** begin **
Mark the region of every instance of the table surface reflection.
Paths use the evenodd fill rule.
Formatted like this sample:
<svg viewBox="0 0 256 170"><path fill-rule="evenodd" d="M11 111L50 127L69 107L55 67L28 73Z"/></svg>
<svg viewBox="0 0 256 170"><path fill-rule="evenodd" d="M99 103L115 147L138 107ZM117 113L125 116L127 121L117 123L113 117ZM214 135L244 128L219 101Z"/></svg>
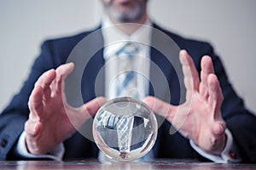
** end **
▶ **WRITTEN PROBLEM**
Copy the data above word for word, leaving out any pictures.

▶ **TASK ANSWER**
Mark the region of every instance of the table surface reflection.
Paths use the evenodd fill rule.
Formatted like this sample:
<svg viewBox="0 0 256 170"><path fill-rule="evenodd" d="M11 111L50 127L69 107L55 67L28 73Z"/></svg>
<svg viewBox="0 0 256 170"><path fill-rule="evenodd" d="M99 103L115 147L138 107ZM117 113L125 116L127 121L117 123L113 117ZM214 135L244 128L219 101Z"/></svg>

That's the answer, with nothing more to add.